─── MATERIALS PROVIDED ───

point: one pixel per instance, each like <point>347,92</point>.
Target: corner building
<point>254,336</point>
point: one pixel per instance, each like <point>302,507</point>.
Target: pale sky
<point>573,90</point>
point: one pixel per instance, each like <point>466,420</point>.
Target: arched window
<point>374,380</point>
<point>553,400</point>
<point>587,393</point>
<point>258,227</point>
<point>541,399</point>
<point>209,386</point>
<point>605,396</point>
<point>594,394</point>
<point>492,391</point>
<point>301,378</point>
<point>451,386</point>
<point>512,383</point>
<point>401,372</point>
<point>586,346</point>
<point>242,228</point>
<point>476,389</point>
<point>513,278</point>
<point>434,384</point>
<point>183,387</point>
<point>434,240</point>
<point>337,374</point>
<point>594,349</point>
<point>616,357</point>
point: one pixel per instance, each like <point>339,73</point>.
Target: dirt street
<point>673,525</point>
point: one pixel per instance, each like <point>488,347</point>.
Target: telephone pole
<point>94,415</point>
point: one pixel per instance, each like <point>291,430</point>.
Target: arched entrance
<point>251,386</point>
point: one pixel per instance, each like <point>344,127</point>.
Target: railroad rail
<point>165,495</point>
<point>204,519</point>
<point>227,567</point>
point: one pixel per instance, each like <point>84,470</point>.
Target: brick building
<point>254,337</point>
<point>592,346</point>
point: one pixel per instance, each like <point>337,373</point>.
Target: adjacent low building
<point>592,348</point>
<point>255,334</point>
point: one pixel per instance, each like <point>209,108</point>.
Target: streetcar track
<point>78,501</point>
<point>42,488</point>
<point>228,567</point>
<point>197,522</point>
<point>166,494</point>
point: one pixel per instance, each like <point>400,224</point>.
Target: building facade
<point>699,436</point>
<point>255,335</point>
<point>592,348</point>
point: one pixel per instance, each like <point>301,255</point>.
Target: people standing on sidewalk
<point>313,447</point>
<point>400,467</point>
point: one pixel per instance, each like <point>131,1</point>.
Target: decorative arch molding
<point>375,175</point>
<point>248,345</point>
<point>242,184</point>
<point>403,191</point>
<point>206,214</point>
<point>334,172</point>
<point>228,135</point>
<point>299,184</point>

───

BRIEF.
Give again, word for word, every line from the one holding "point: one pixel per instance, each like <point>337,373</point>." to the end of the data.

TASK RESPONSE.
point: one pixel per instance, each like <point>337,373</point>.
Target: adjacent low building
<point>592,348</point>
<point>255,334</point>
point: one pixel per instance, each like <point>209,108</point>.
Target: streetcar track
<point>78,501</point>
<point>42,488</point>
<point>228,567</point>
<point>197,522</point>
<point>166,494</point>
point: one pixel per instance, each like <point>400,224</point>.
Target: building facade
<point>699,436</point>
<point>255,335</point>
<point>592,348</point>
point: one pixel per instance, each like <point>301,255</point>.
Target: people standing on sidewalk
<point>313,447</point>
<point>400,467</point>
point: one pixel per instance, each like <point>131,1</point>.
Target: decorative arch molding
<point>375,175</point>
<point>248,345</point>
<point>242,184</point>
<point>403,191</point>
<point>206,214</point>
<point>334,172</point>
<point>228,135</point>
<point>299,184</point>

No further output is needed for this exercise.